Derbyshire charity fears badger cull despite vaccination success

High Peak MP Ruth George began the parliament's summer recess by heading out in the middle of the night with a Derbyshire Wildlife Trust badger vaccination team.

By The Newsroom
Friday, 3rd August 2018, 1:57 pm
Updated Monday, 6th August 2018, 10:43 am
Derbyshire Wildlife Trust leaders fear a widespread badger cull may come to the county, despite the success of their vaccination programme. (Photos: Jason Skeen)
Derbyshire Wildlife Trust leaders fear a widespread badger cull may come to the county, despite the success of their vaccination programme. (Photos: Jason Skeen)

The charity is carrying out a programme of vaccinations across the county to protect cattle herds from the risk of Bovine tuberculosis (bTB).

While a debate rages around them, the trust hope they can convince the government that vaccination is more effective and ethical than a widespread badger cull.

Ruth said: “I’m very pleased to support the trust’s vaccination pilot. It is important to let it run its course and be fully assessed as a humane and cheaper option.

Derbyshire Wildlife Trusts Tim Birch, right, with Ruth George MP, second right, and members of the badger vaccination team.

“Labour opposes the badger cull which is expensive, uses scarce police resources, and causes huge disruption to communities and farmers.”

She added: “I was disappointed the government allowed the cull to be extended to low risk areas for bTB and a cull could come to Derbyshire.

“It is important to protect cattle and farmers’ livelihoods, but it would be wrong to disrupt the successful vaccination project, especially as no badgers have yet tested positive for TB in High Peak.”

The programme is part of the Department for Environment, Food and Rural Affairs (Defra) Badger Edge Vaccination Scheme, designed to support privately-led vaccination on the edges of designated high risk areas.

High Peak MP Ruth George joined staff from Derbyshire Wildlife Trust as they carried out a badger vaccination expedition.

Government policy on the issue is nearing a critical point as a civil service bTB strategy review will be presented to ministers in September.

A Defra spokesman said: “bTB is a slow moving, insidious disease which presents many challenges. It is difficult to detect, can be harboured in the wildlife population and no vaccine is fully effective.

■ **Check your understanding**:
1 – Answer these questions about the badger vaccination article, each on its own line:
(a) What disease does the charity's vaccination programme aim to protect cattle herds from?
(b) Which Defra scheme is the programme part of?
(c) In what month will the civil service bTB strategy review be presented to ministers?
2 – Can you carry on the badger vaccination article from its final sentence?

Referring expression data based on photos
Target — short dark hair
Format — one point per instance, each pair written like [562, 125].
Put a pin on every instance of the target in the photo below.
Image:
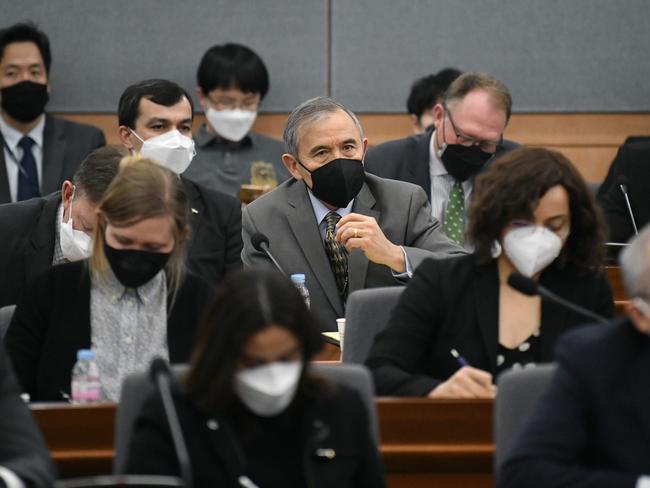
[246, 303]
[27, 32]
[232, 65]
[161, 92]
[510, 189]
[97, 171]
[426, 91]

■ **Answer section**:
1 –
(a) Bovine tuberculosis (bTB)
(b) The Badger Edge Vaccination Scheme
(c) September

2 –
“Vaccinating healthy badgers is part of our strategy but it cannot replace culling in areas where TB is widespread as it cannot cure infected badgers.”

The Derbyshire programme has become a centre of excellence for badger vaccination nationally with the government using it as a training centre for others around the country.

A team of 15 trained wildlife officers, backed by more than 100 volunteers, has been working since May and so far they have vaccinated more than 100 badgers.

Tim Birch, head of living landscapes for the trust, said: “The government has provided almost £190,000 over the next four years so we can expand our vaccination programme across Derbyshire.

“It makes no sense at all for them to then allow a cull to come to Derbyshire when we are showing that vaccination is the way forward.”

The project has involved partners such as the National Trust, but the wildlife trust is still keen to hear from landowners interested in taking part.

Tim said: “Unfortunately the approach is not strategic, and Defra is allowing landowners to choose between vaccination or a cull.

“On one hand they have asked us to be as ambitious as possible, on the other they let landowners choose.”

He added: “We know for a fact that some landowners want a cull simply because they think there are too many badgers, and that’s a totally separate issue which needs its own public discussion.”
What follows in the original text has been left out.